#### [OBJECTIVE]
Only the lines from the one containing "If you would be so kind as to spot the fingertip" to the end of the entries should be written out, each exactly as it stands, both ends included.

#### [DATA SHOWN]
%%

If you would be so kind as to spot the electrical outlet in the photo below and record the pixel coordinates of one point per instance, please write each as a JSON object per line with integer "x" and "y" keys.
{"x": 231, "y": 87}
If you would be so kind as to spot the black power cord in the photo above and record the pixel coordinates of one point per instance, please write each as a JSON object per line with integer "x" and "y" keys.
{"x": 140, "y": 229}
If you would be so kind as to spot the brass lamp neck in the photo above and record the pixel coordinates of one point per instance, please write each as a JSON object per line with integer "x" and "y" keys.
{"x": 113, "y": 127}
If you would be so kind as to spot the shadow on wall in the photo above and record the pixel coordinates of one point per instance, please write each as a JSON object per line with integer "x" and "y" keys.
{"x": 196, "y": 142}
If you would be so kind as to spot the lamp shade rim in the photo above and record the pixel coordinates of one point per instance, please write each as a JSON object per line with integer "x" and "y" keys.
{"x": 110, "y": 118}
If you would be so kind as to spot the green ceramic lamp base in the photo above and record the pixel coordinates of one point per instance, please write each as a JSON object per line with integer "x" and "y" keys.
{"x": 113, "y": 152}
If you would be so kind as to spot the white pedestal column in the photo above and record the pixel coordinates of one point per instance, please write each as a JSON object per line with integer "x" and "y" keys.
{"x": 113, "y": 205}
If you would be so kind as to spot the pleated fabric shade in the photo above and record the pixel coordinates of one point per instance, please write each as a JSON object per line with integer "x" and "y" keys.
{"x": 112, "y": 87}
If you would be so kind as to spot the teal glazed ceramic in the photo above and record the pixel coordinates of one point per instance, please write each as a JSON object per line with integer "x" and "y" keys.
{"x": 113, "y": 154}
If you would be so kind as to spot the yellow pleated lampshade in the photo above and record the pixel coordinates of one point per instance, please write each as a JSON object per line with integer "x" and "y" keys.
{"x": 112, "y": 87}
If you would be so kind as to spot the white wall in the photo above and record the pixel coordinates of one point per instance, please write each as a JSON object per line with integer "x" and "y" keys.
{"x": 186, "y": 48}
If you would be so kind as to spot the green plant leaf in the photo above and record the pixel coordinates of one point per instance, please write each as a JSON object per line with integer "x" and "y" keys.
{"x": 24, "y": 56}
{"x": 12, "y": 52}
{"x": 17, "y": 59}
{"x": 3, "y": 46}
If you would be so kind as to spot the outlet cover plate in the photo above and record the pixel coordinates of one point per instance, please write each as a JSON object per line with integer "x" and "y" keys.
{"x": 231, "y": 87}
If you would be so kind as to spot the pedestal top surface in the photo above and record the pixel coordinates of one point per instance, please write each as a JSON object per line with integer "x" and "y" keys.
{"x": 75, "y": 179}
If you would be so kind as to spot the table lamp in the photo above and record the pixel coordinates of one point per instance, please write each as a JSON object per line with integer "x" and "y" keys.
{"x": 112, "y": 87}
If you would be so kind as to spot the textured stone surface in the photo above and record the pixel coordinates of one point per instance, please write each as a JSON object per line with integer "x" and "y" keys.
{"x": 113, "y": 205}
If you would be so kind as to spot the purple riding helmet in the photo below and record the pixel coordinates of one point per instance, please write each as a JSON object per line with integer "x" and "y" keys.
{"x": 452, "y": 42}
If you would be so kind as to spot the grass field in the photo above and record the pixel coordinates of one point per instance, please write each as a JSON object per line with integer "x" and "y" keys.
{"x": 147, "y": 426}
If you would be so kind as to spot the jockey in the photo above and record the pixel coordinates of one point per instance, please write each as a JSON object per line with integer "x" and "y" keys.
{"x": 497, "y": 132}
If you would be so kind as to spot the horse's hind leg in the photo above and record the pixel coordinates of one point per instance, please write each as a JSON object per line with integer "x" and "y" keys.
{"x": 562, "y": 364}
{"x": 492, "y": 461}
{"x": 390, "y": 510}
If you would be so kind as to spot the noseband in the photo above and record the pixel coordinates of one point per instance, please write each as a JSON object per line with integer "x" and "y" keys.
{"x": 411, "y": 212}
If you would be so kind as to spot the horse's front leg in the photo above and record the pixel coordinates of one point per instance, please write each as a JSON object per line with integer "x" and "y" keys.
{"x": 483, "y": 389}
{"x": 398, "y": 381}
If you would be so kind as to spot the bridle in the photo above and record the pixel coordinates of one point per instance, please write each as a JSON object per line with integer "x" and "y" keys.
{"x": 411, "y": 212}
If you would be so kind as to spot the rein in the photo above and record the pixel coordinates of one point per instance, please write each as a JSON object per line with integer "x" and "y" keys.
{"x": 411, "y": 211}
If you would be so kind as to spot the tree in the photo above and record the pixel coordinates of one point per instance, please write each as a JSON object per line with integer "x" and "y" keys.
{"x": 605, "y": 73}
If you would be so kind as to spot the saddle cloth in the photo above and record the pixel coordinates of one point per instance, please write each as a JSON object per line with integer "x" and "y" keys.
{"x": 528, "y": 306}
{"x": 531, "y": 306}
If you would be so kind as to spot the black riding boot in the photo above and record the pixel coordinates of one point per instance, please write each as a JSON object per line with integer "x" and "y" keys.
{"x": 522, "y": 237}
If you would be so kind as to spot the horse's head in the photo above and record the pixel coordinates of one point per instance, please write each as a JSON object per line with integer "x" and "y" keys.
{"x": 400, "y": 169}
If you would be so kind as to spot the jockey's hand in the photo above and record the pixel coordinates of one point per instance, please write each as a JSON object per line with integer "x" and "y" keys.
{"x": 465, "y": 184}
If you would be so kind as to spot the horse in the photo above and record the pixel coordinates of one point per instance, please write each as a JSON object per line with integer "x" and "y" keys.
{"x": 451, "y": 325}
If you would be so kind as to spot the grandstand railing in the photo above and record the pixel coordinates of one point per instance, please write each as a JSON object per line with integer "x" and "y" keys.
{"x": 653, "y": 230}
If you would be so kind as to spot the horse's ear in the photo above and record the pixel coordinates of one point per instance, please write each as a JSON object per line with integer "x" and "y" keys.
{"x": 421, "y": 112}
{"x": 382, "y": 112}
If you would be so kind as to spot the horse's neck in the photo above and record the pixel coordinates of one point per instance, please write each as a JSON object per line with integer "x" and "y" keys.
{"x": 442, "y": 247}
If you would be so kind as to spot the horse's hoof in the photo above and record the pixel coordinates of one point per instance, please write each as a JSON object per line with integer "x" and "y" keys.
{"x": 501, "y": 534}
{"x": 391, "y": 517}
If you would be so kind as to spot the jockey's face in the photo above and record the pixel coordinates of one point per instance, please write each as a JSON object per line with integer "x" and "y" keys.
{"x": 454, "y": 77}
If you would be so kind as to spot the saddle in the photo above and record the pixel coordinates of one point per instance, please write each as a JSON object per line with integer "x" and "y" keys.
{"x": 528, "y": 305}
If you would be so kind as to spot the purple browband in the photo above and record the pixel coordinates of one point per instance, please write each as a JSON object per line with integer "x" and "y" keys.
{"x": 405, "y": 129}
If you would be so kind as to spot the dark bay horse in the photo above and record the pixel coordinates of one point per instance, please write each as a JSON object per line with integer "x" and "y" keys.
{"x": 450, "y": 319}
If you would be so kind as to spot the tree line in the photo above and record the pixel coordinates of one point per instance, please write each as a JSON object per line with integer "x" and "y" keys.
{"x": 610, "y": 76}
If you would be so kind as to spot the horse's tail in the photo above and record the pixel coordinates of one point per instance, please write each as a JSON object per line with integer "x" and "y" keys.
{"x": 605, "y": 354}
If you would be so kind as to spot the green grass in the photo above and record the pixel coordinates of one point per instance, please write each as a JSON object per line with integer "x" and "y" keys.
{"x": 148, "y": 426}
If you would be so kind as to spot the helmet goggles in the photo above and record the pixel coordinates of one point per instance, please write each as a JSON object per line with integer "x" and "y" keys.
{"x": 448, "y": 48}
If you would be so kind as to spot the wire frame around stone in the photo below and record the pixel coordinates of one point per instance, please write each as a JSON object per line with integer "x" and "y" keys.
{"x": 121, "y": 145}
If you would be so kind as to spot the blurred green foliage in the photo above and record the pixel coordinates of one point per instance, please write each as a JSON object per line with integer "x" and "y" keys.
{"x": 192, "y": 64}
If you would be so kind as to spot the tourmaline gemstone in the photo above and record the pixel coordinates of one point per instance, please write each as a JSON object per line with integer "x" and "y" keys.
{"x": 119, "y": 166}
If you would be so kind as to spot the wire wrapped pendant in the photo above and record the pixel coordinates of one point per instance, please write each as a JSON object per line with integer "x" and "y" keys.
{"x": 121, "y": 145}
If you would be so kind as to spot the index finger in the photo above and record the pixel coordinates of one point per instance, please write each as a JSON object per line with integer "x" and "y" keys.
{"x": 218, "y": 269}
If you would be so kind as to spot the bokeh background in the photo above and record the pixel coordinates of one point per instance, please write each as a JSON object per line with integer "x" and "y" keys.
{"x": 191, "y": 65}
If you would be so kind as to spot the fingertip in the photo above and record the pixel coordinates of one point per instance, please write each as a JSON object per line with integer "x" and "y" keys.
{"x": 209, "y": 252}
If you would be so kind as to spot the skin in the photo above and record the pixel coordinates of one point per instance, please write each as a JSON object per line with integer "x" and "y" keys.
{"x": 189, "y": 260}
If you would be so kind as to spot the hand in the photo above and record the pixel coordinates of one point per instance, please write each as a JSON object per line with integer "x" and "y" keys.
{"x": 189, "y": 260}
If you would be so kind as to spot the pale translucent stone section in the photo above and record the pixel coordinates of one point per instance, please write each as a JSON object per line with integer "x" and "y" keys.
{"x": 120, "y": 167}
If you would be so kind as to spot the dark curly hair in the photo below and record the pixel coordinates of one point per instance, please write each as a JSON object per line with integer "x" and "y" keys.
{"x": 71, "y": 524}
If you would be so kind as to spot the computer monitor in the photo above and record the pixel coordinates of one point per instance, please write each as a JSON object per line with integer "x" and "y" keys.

%%

#### [WORKED ANSWER]
If you would be so kind as to spot the fingertip in the photo above and record the pixel coordinates of one point per instance, please write each as a JSON object per line with integer "x" and "y" keys.
{"x": 209, "y": 252}
If you would be so kind as to spot the skin in the photo above and record the pixel coordinates of one point per instance, please write each as a JSON object per line with integer "x" and "y" keys.
{"x": 189, "y": 260}
If you would be so kind as to spot the hand in the photo above and record the pixel coordinates of one point per instance, please write each as a JSON object per line with integer "x" and "y" keys.
{"x": 189, "y": 260}
If you would be so kind as to spot the pale translucent stone section in the photo above and record the pixel coordinates of one point per instance, please write each as a JSON object per line with integer "x" and "y" keys.
{"x": 120, "y": 167}
If you would be so kind as to spot the dark curly hair in the photo below and record the pixel coordinates of one point per instance, please write each as a JSON object per line with integer "x" and "y" keys.
{"x": 71, "y": 524}
If you would be so kind as to spot the computer monitor in the photo above and record the pixel coordinates of one point per instance, please write each as a JSON object per line with integer "x" and "y" keys.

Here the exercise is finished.